§ Do this
Select every line of the material below that contains the word "ledge", and copy each of those lines in full.

§ Input records
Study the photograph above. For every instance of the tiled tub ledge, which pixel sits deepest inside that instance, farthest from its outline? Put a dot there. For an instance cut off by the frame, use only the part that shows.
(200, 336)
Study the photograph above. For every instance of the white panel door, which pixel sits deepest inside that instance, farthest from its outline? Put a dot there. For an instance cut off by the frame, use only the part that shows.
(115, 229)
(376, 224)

* * *

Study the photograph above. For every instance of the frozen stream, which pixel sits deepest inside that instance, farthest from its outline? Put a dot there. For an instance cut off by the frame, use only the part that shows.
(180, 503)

§ Exercise output
Study the photograph above. For every instance of the tiled tub ledge, which pixel sits deepest inside that instance, farthest from its outline? Put a dot there. For an instance cut off by the frame, use only the part that shows.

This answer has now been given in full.